--- Extracted text ---
* * *
FISHER: So I guess Woody’s character is always hitting on my character and my character is exhausted by it, but vaguely amused. He’s such an endearing character, Merritt, because of where he comes from, his backstory. Woody’s hilarious too. He’s always trying to do this mentalism on us. It’s like, “Woody, you’re never going to guess what number we’re thinking so let it go.”
Are you sure it hasn’t worked and you just forgot?
FISHER: No, he has done it once or twice actually. He’s really good.
Was that his trick that he makes you think of a number and then he tries to guess what you’re thinking?
FISHER: That’s one of his tricks but he can do other things. He can guess cards. He hypnotized Mark Ruffalo. He said to Mark… [Turns to someone else] What was the story with Mark, do you remember? It was something like every time he heard the color green he was going to bark like a dog or something. What was it? Are you going to interview Woody?
No, we’re not.
FISHER: Oh, bummer, he’d tell you.
We’re going to interview Mark though.
I’m curious. Some people prefer the two take method of Clint Eastwood and some like the David Fincher method like with Jesse and the 99 takes. Where do you fall on that scale as an actor and what is the most you’ve ever done?
FISHER: I love a lot of takes. I can go and go and go and I never get sick of it and I always think of a different way to do it and I always feel so much more relaxed at the end of the day when I think I’ve covered a lot of it really well. Yeah.
What’s the most you’ve ever done?
FISHER: Probably on this movie, which is why my voice is hoarse, because the way Louis is shooting it, the camera’s anamorphic, it’s always moving and you’ll see why. He’s brilliant. He’s a real visionary Louis, and I’ve loved working with him, but he just has this way of shooting everything with a crane and he needs to shoot it from so many different angles to have that feeling so we sometimes get up to 18 takes of something, yeah. But not that often. It’s fun, I’m telling you. This is going to be the most fun movie, it’s just been the greatest cast, a great script, a great group of people, we all love each other and we really had so much fun. If you guys have half as much fun watching it as we had making it, it’s going to be great.
* * *
--- Data records ---
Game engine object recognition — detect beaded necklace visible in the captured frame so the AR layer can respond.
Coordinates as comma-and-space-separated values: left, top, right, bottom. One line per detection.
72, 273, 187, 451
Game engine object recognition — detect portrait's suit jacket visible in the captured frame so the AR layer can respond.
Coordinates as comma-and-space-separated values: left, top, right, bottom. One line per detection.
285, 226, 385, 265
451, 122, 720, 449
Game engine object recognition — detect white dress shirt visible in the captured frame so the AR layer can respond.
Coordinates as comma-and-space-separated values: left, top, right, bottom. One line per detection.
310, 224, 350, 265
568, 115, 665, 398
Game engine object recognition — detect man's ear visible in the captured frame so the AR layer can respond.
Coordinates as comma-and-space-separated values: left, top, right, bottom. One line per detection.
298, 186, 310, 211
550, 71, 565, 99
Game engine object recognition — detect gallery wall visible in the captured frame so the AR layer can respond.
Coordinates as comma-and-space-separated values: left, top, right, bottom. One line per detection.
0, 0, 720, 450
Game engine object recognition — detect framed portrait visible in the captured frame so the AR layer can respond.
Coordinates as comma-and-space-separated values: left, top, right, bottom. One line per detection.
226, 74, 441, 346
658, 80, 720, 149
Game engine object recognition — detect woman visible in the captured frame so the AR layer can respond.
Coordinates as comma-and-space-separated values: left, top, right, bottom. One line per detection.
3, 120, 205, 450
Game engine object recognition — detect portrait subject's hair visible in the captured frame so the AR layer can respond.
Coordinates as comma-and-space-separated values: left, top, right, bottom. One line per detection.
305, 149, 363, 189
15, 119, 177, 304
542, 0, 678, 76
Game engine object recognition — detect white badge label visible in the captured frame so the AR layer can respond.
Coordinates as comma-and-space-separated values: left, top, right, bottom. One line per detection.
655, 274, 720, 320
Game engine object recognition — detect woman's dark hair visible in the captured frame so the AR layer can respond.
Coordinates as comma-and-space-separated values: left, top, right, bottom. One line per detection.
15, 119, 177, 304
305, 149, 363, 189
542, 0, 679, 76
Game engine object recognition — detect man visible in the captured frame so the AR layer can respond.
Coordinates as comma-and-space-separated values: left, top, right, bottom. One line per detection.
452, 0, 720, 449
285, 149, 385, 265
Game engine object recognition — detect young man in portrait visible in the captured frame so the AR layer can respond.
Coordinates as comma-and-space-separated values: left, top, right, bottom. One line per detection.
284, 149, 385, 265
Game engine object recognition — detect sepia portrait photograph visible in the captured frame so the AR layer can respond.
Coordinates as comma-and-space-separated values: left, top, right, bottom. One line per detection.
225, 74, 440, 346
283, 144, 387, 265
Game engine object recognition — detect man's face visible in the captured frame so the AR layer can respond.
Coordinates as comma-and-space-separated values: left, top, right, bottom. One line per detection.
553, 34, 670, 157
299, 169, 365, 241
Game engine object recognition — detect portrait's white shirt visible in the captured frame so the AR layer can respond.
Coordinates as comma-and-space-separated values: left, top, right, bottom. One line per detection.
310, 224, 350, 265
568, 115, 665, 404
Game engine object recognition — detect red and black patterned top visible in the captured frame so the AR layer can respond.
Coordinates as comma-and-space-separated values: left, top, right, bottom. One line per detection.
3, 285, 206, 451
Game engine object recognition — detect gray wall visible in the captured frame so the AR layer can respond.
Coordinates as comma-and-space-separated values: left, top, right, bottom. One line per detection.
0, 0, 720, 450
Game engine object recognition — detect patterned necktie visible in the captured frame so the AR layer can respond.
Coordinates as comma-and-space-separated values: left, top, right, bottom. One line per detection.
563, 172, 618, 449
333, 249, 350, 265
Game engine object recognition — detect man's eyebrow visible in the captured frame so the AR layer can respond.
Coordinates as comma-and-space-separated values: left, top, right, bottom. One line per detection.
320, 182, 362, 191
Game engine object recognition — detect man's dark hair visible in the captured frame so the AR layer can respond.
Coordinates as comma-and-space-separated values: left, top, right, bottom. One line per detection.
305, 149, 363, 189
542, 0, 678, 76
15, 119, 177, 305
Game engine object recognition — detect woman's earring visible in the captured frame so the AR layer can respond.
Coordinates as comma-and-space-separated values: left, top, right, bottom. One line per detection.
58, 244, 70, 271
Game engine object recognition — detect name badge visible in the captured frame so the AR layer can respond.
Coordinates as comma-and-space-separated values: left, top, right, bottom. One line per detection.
* * *
--- Problem to solve ---
Please write out the whole interview above, word for word.

--- Response to the task ---
FISHER: So I guess Woody’s character is always hitting on my character and my character is exhausted by it, but vaguely amused. He’s such an endearing character, Merritt, because of where he comes from, his backstory. Woody’s hilarious too. He’s always trying to do this mentalism on us. It’s like, “Woody, you’re never going to guess what number we’re thinking so let it go.”
Are you sure it hasn’t worked and you just forgot?
FISHER: No, he has done it once or twice actually. He’s really good.
Was that his trick that he makes you think of a number and then he tries to guess what you’re thinking?
FISHER: That’s one of his tricks but he can do other things. He can guess cards. He hypnotized Mark Ruffalo. He said to Mark… [Turns to someone else] What was the story with Mark, do you remember? It was something like every time he heard the color green he was going to bark like a dog or something. What was it? Are you going to interview Woody?
No, we’re not.
FISHER: Oh, bummer, he’d tell you.
We’re going to interview Mark though.
I’m curious. Some people prefer the two take method of Clint Eastwood and some like the David Fincher method like with Jesse and the 99 takes. Where do you fall on that scale as an actor and what is the most you’ve ever done?
FISHER: I love a lot of takes. I can go and go and go and I never get sick of it and I always think of a different way to do it and I always feel so much more relaxed at the end of the day when I think I’ve covered a lot of it really well. Yeah.
What’s the most you’ve ever done?
FISHER: Probably on this movie, which is why my voice is hoarse, because the way Louis is shooting it, the camera’s anamorphic, it’s always moving and you’ll see why. He’s brilliant. He’s a real visionary Louis, and I’ve loved working with him, but he just has this way of shooting everything with a crane and he needs to shoot it from so many different angles to have that feeling so we sometimes get up to 18 takes of something, yeah. But not that often. It’s fun, I’m telling you. This is going to be the most fun movie, it’s just been the greatest cast, a great script, a great group of people, we all love each other and we really had so much fun. If you guys have half as much fun watching it as we had making it, it’s going to be great.